Work required >> Every entry below must appear again, exactly as written.
· · · · · · ·
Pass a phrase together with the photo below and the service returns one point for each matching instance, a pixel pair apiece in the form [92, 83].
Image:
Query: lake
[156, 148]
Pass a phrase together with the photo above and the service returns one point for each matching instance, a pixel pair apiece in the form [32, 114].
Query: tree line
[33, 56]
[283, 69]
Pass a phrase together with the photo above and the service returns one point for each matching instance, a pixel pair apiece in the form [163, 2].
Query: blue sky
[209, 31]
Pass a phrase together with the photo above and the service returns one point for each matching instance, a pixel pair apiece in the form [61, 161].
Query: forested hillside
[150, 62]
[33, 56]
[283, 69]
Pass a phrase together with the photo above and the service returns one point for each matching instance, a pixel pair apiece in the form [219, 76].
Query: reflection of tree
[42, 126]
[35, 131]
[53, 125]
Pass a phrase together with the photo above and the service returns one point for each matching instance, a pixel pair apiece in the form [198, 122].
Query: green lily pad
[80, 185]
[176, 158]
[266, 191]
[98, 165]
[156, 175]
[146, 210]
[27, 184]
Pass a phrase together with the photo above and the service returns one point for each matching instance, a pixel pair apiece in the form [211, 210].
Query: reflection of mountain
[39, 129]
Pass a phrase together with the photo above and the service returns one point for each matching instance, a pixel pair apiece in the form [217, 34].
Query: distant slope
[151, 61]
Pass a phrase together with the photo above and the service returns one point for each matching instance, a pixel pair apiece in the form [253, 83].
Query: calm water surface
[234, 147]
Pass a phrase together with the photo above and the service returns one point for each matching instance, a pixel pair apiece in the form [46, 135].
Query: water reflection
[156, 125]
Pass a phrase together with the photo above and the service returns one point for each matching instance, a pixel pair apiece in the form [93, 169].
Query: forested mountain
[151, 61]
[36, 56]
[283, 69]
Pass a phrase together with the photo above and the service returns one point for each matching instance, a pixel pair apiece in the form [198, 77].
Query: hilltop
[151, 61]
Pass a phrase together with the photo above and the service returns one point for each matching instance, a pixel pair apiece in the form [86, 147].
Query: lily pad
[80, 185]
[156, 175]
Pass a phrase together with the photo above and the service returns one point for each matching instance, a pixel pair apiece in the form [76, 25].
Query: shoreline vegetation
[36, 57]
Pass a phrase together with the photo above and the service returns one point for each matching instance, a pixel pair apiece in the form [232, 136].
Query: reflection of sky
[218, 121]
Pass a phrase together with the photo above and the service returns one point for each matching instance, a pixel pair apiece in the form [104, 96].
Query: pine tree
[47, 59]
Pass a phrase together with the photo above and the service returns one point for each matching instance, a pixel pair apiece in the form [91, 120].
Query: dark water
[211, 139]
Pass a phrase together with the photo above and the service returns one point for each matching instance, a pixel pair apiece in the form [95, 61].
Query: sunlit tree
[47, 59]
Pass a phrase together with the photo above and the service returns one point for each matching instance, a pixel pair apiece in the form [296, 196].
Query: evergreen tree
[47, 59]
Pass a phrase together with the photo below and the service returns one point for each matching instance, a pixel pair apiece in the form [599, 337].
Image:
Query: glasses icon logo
· · · · · · ·
The solution >>
Pass a phrase together with the photo below and the service returns one point for each matching instance, a pixel pair apiece in the form [92, 83].
Image:
Query: lake
[156, 148]
Pass a phrase together with the photo above and the service returns one point for each matching instance, a pixel pair apiece in the form [32, 114].
Query: tree line
[33, 56]
[283, 69]
Pass a phrase together with the photo above and the service returns one point for each matching instance, a pixel pair apiece in the form [163, 2].
Query: blue sky
[209, 31]
Pass a phrase together with the photo above and the service returns one point for each matching instance, a pixel pair apiece in the form [61, 161].
Query: forested hillside
[150, 62]
[33, 56]
[283, 69]
Pass a phrase together with the photo above and the service returns one point for each matching instance, a pixel pair apiece in the form [219, 76].
Query: reflection of tree
[42, 126]
[35, 131]
[53, 125]
Pass a phrase together with the photo above and the service returns one point for each matching instance, a pixel pair apiece in the form [198, 122].
Query: green lily pad
[80, 185]
[176, 158]
[266, 191]
[98, 165]
[156, 175]
[146, 210]
[27, 184]
Pass a phrase together with the photo above and the service returns one point for each matching instance, a pixel pair apiece in the form [211, 210].
Query: reflection of mountain
[39, 129]
Pass a phrase together with the photo above and the service returns one point for each matching instance, a pixel pair apiece in the form [217, 34].
Query: distant slope
[151, 61]
Pass a phrase together with the photo above and the service returns one point for each matching instance, a pixel pair apiece in the form [253, 83].
Query: calm water surface
[234, 147]
Pass a phrase together with the photo above and the service returns one point for each matching instance, a pixel pair apiece in the form [46, 135].
Query: water reflection
[156, 125]
Pass a phrase together with the photo above and the service returns one point for each matching instance, a pixel pair apiece in the form [93, 169].
Query: forested mountain
[151, 61]
[36, 56]
[283, 69]
Pass a phrase together with the photo above and the service returns one point for each matching instance, a pixel pair apiece in the form [198, 77].
Query: hilltop
[151, 61]
Pass a phrase together with the photo above and the service returns one point for each matching instance, a pixel pair apiece in the form [86, 147].
Query: lily pad
[80, 185]
[156, 175]
Pass a phrase together with the photo above and the service returns one point for each matching instance, a pixel pair apiece in the form [76, 25].
Query: shoreline vegetation
[36, 57]
Pass a phrase together with the photo above and the service returns one point for each matching instance, a pixel pair apiece in the form [232, 136].
Query: reflection of sky
[218, 121]
Pass a phrase together with the photo above and the service returns one point for each matching instance, a pixel pair apiece in the form [104, 96].
Query: pine tree
[47, 59]
Pass a phrase together with the photo above and the service returns one point for each matching instance, a pixel pair apiece in the form [91, 120].
Query: dark water
[211, 139]
Pass a phrase together with the photo above and the service returns one point for each matching instance, a pixel pair apiece in the form [95, 61].
Query: sunlit tree
[47, 59]
Pass a phrase together with the photo above and the service returns one point for each matching instance, a pixel pair apiece in the form [296, 196].
Query: evergreen tree
[47, 59]
Pass a phrase together with the photo below and the service returns one point for each matching instance, a pixel pair apiece in the form [599, 337].
Image:
Query: glasses icon logo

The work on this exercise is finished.